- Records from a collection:
※ ※ ※

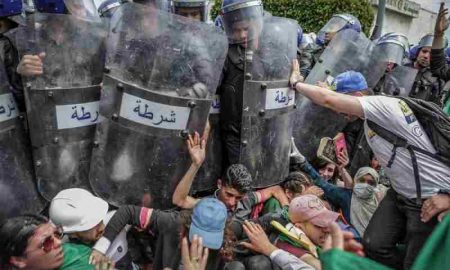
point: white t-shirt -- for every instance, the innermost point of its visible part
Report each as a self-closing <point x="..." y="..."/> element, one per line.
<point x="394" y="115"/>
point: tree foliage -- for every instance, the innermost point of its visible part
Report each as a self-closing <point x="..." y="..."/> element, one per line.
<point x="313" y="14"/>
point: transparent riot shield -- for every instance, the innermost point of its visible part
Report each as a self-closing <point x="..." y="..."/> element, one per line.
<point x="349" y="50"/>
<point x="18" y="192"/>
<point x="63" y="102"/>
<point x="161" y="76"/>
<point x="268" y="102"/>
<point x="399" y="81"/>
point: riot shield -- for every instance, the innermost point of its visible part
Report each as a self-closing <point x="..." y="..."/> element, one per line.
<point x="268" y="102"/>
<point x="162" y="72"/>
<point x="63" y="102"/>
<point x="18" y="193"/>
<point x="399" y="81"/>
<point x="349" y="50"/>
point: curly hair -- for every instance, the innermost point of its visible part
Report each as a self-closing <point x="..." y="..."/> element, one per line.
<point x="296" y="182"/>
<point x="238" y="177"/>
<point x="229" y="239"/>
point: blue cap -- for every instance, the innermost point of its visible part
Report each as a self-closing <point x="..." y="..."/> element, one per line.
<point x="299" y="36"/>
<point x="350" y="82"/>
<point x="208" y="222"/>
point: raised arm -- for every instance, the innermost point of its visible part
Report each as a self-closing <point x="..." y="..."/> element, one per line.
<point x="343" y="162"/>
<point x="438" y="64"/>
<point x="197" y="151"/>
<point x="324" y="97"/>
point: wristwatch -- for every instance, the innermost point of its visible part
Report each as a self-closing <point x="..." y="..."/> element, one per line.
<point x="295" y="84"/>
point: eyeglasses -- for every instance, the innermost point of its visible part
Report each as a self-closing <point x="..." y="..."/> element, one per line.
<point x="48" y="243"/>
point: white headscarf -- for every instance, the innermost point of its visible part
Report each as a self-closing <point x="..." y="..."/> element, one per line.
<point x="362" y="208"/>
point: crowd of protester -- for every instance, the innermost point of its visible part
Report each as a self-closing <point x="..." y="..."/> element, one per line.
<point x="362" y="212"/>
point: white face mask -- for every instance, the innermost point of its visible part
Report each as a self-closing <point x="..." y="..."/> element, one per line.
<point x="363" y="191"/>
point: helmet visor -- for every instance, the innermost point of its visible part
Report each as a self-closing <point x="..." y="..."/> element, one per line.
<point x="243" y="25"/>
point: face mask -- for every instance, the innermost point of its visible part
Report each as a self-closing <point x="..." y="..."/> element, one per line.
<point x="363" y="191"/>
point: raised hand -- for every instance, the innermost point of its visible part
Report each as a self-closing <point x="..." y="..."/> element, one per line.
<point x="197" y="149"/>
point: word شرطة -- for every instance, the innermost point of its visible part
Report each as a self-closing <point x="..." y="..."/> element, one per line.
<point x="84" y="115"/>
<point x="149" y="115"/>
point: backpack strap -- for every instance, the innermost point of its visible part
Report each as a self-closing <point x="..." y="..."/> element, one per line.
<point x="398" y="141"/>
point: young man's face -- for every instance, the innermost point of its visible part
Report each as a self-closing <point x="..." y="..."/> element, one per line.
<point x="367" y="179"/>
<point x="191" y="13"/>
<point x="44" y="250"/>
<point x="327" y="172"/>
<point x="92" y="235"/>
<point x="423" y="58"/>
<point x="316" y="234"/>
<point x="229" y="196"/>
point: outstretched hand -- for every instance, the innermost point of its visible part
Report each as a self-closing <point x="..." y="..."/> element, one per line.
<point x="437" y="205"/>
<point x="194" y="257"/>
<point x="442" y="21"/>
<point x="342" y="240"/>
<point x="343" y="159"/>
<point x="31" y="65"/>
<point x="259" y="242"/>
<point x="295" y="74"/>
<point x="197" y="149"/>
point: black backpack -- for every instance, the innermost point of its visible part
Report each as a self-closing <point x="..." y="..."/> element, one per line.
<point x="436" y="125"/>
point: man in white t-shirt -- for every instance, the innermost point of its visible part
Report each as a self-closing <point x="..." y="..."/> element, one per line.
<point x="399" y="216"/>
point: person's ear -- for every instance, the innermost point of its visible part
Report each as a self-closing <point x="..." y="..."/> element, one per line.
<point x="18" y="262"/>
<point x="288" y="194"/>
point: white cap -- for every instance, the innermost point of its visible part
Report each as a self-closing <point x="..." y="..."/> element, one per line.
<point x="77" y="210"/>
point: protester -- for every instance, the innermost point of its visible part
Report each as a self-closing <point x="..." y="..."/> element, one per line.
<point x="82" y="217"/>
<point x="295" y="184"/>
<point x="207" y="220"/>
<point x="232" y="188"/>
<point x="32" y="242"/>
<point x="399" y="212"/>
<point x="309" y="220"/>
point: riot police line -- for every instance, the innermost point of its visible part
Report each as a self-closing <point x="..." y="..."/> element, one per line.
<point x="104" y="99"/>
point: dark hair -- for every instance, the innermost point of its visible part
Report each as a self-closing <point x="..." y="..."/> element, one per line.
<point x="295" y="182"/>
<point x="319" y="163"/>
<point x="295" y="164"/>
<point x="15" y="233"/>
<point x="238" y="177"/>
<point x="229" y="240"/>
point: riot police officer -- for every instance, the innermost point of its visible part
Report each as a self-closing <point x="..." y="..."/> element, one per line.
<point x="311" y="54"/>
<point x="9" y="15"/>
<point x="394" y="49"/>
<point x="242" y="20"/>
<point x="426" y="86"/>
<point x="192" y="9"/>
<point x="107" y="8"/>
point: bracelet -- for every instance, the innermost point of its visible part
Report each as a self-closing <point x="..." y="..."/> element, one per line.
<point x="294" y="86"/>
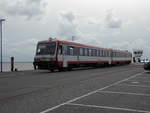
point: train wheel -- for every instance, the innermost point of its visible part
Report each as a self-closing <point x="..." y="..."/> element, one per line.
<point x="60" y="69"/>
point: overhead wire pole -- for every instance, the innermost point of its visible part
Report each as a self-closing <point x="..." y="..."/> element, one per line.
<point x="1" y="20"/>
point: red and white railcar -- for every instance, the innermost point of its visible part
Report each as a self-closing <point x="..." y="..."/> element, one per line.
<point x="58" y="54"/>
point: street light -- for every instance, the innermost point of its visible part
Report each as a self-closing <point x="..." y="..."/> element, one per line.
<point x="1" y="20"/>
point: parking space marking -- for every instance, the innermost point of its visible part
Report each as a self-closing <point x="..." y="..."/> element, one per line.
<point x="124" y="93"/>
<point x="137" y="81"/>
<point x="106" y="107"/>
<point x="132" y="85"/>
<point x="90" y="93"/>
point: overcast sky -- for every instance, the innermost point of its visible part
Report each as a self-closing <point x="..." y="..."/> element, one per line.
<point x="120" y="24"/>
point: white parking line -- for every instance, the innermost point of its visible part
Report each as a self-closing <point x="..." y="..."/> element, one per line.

※ ※ ※

- Task statement:
Extract, unchanged, the closing run of lines that opens with the line containing "point: street light" and ends with the last line.

- Reply to the exercise:
point: street light -- for every instance, the innermost point of its visible part
Report each as a self-closing <point x="..." y="..."/> element, one per line.
<point x="1" y="20"/>
point: parking space marking -- for every instance, the innermost point of its visible part
Report each as a self-closing <point x="..." y="..."/> element, one per line.
<point x="124" y="93"/>
<point x="137" y="81"/>
<point x="106" y="107"/>
<point x="132" y="85"/>
<point x="90" y="93"/>
point: overcast sky -- for every instance, the innermost point of its visible part
Report each as a self-closing <point x="..." y="..."/> element, one per line.
<point x="120" y="24"/>
point: white parking line -- for every instance, the innermost point of its visible part
Report each as a self-closing <point x="..." y="..."/> element, one per line.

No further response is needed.